In Emilia-Romagna e in Umbria il cdx ha raccolto percentuali più o meno identiche a quelle di politiche ed europee. Che cosa non ha funzionato allora e cosa bisogna aspettarsi dalle prossime regionali del 2025? Ne abbiamo parlato con Salvatore Vassallo, direttore dell’Istituto Cattaneo, che ha analizzato i flussi elettorali.
Le tornate in Emilia-Romagna e Umbria hanno assegnato la vittoria al centrosinistra, che ha vinto anche dove la partita era più contendibile. “Grosso modo vengono confermati gli equilibri registrati al politiche e alle europee”, ma ci sono delle “variazioni che dipendono dalla qualità dei candidati dalla composizione della coalizione e che hanno fatto una differenza nelle Regioni in bilico”, spiega a Fanpage.it Salvatore Vassallo, direttore della Fondazione di ricerca Istituto Cattaneo, che ha analizzato i flussi elettorali.
Certamente, i risultati delle Regionali non possono essere interpretati “come un segnale definitivo che ci sia un’onda a favore di un determinato schieramento”.
Lo stesso discorso vale per i risultati ottenuti dalle liste di partito. Sia in Emilia-Romagna che in Umbria, il Partito democratico è arrivato primo, rispettivamente al 42,9% e al 30,2%, ma in generale in tutte le regionali – osserva Vassallo – i dem sono cresciuti in maniera significativa. Perché? “Perché gli elettori del Pd vanno tutti a votare, mentre gli elettori di altri partiti hanno una certa quota di astensionismo”, spiega.
Probabilmente, dietro la maggiore mobilitazione dell’elettorato dem c’è “il merito dell’attuale dirigenza che riesce a motivare, ma anche una propensione strutturale di quegli elettori a votare in maniera più continuativa”. Se domani si tornasse a votare per le politiche però, “non possiamo prevedere che la percentuale di voto del Pd risulti così alta”, precisa.

Consegna scritta:
Ricopia per intero, parola per parola, il testo sulle elezioni regionali in Emilia-Romagna e Umbria.

Dati archiviati:

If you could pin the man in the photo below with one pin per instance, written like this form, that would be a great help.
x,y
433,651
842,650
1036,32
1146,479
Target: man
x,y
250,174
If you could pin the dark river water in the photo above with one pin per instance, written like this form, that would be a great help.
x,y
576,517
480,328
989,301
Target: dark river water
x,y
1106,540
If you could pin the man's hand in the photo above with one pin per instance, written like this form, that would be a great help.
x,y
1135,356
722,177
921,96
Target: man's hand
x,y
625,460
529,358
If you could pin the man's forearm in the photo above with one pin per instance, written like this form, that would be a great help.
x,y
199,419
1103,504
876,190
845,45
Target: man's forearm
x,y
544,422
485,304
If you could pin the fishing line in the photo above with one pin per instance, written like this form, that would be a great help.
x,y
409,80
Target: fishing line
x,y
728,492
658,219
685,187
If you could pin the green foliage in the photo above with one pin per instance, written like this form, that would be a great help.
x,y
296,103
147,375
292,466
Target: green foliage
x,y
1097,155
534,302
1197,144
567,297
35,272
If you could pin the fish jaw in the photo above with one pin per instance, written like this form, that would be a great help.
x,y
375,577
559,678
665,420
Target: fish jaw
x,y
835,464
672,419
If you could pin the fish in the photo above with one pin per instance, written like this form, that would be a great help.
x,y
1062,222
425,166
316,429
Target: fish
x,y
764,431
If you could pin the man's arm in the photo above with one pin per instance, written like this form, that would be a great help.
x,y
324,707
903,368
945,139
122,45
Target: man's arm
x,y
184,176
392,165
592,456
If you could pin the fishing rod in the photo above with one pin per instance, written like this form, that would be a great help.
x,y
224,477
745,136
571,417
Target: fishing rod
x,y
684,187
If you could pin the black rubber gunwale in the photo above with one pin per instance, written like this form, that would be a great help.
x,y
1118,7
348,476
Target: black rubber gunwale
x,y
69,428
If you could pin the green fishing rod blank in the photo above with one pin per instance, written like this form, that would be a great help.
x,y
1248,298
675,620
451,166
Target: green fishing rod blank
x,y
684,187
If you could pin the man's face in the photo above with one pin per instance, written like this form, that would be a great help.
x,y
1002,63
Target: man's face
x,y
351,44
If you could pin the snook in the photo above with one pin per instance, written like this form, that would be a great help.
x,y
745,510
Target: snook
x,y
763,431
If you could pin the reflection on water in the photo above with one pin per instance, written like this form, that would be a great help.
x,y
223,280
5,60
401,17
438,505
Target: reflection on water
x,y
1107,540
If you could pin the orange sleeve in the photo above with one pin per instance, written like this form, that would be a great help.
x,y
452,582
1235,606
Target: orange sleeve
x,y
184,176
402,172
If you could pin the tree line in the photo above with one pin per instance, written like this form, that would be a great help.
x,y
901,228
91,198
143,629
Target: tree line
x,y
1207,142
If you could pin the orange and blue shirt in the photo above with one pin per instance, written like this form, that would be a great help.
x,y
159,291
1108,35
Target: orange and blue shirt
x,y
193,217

Risposta corretta:
In Emilia-Romagna e in Umbria il cdx ha raccolto percentuali più o meno identiche a quelle di politiche ed europee. Che cosa non ha funzionato allora e cosa bisogna aspettarsi dalle prossime regionali del 2025? Ne abbiamo parlato con Salvatore Vassallo, direttore dell’Istituto Cattaneo, che ha analizzato i flussi elettorali.
Le tornate in Emilia-Romagna e Umbria hanno assegnato la vittoria al centrosinistra, che ha vinto anche dove la partita era più contendibile. “Grosso modo vengono confermati gli equilibri registrati al politiche e alle europee”, ma ci sono delle “variazioni che dipendono dalla qualità dei candidati dalla composizione della coalizione e che hanno fatto una differenza nelle Regioni in bilico”, spiega a Fanpage.it Salvatore Vassallo, direttore della Fondazione di ricerca Istituto Cattaneo, che ha analizzato i flussi elettorali.
Certamente, i risultati delle Regionali non possono essere interpretati “come un segnale definitivo che ci sia un’onda a favore di un determinato schieramento”.
Lo stesso discorso vale per i risultati ottenuti dalle liste di partito. Sia in Emilia-Romagna che in Umbria, il Partito democratico è arrivato primo, rispettivamente al 42,9% e al 30,2%, ma in generale in tutte le regionali – osserva Vassallo – i dem sono cresciuti in maniera significativa. Perché? “Perché gli elettori del Pd vanno tutti a votare, mentre gli elettori di altri partiti hanno una certa quota di astensionismo”, spiega.
Probabilmente, dietro la maggiore mobilitazione dell’elettorato dem c’è “il merito dell’attuale dirigenza che riesce a motivare, ma anche una propensione strutturale di quegli elettori a votare in maniera più continuativa”. Se domani si tornasse a votare per le politiche però, “non possiamo prevedere che la percentuale di voto del Pd risulti così alta”, precisa.